*Set problem*. Express the lines of the material below as a numbered list with blank lines left out, starting at the line containing "Every instance of the eyeglass" and continuing through the last line of the material, both ends included.
================
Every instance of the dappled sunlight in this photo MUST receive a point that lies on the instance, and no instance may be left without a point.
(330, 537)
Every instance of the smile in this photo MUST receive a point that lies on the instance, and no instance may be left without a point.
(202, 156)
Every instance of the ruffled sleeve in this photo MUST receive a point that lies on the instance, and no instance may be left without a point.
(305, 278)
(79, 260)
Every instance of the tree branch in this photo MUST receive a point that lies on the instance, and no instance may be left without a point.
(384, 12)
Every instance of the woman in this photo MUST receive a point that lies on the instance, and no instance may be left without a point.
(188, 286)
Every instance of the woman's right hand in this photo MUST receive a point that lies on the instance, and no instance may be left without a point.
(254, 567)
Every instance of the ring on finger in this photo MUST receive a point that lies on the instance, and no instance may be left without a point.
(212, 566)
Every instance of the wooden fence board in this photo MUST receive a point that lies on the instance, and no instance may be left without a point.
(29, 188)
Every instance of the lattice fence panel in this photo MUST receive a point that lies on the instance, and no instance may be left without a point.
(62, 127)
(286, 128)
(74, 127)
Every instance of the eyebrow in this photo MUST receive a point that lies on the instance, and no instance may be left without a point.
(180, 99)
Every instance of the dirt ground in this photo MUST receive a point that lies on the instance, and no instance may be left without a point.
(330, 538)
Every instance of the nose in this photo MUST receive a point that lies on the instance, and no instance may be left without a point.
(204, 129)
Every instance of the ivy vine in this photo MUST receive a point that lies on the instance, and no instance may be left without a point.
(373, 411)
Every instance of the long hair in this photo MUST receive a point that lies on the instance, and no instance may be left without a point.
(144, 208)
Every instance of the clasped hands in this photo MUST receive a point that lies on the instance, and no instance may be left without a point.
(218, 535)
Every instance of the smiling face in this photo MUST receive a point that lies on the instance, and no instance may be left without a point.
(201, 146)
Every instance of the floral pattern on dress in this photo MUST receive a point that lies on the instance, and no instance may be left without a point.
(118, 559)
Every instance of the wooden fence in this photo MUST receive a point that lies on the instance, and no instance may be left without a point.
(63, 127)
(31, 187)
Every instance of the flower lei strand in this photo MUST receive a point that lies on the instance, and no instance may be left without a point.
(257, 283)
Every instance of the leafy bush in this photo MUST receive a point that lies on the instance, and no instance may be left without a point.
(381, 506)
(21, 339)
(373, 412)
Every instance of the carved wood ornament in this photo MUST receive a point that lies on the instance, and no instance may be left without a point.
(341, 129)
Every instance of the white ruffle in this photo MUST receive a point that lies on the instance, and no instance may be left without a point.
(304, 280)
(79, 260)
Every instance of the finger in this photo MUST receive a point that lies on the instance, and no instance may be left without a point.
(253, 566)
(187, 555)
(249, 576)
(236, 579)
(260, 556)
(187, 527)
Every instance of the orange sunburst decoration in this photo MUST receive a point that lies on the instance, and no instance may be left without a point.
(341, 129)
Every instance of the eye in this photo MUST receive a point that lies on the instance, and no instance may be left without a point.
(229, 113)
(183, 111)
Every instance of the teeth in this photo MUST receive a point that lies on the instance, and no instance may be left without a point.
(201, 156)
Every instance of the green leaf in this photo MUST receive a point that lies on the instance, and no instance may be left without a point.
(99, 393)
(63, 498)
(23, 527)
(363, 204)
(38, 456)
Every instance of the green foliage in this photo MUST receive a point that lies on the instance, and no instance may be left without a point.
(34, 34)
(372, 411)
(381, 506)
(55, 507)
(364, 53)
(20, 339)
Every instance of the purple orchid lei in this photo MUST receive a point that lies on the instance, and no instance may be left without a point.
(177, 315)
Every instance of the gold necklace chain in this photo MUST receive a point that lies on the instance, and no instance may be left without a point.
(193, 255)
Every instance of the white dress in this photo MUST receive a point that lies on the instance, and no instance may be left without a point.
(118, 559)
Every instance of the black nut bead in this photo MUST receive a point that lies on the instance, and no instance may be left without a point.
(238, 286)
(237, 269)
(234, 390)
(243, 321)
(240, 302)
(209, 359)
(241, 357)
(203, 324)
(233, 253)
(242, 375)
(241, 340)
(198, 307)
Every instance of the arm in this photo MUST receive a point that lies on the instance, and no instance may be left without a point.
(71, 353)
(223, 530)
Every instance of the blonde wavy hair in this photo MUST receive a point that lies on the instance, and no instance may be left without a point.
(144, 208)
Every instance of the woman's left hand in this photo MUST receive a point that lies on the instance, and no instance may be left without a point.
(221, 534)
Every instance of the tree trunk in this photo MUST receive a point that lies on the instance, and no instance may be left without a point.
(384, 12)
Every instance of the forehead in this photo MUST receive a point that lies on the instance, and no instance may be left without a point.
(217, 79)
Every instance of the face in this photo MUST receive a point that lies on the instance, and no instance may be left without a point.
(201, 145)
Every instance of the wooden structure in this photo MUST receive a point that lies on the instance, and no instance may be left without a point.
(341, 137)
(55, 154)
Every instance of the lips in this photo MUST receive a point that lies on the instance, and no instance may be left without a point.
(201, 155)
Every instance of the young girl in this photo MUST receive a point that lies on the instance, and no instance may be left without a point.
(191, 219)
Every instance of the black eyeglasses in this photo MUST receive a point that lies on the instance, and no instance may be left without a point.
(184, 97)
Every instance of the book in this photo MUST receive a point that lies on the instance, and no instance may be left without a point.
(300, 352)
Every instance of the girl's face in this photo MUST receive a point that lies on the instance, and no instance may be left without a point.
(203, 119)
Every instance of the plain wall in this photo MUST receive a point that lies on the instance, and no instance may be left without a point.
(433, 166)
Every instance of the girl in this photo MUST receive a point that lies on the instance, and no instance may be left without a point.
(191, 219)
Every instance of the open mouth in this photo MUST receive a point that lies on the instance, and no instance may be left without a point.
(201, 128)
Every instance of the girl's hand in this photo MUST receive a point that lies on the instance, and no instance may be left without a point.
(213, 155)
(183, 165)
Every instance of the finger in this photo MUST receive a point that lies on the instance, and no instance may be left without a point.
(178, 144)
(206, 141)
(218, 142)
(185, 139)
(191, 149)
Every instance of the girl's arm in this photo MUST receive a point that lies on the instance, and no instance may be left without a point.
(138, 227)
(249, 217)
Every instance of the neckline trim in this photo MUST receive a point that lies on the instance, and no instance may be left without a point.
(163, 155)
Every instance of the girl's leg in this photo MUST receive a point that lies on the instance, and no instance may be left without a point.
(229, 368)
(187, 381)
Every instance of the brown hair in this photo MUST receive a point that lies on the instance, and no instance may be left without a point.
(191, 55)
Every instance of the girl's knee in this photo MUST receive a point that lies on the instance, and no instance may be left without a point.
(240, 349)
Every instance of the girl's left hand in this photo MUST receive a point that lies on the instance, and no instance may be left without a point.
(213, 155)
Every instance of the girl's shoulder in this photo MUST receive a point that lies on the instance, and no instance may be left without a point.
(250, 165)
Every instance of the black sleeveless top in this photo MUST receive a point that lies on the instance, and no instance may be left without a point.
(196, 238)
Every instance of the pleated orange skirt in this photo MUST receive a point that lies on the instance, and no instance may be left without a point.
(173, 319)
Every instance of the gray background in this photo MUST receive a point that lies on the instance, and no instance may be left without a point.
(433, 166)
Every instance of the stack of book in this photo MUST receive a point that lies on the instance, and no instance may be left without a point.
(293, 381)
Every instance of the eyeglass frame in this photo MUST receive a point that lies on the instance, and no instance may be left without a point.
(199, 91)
================
*Full answer*.
1. Every instance of the eyeglass frame in this photo MUST receive a point that lies on the instance, and no instance may be left without a point.
2. (199, 91)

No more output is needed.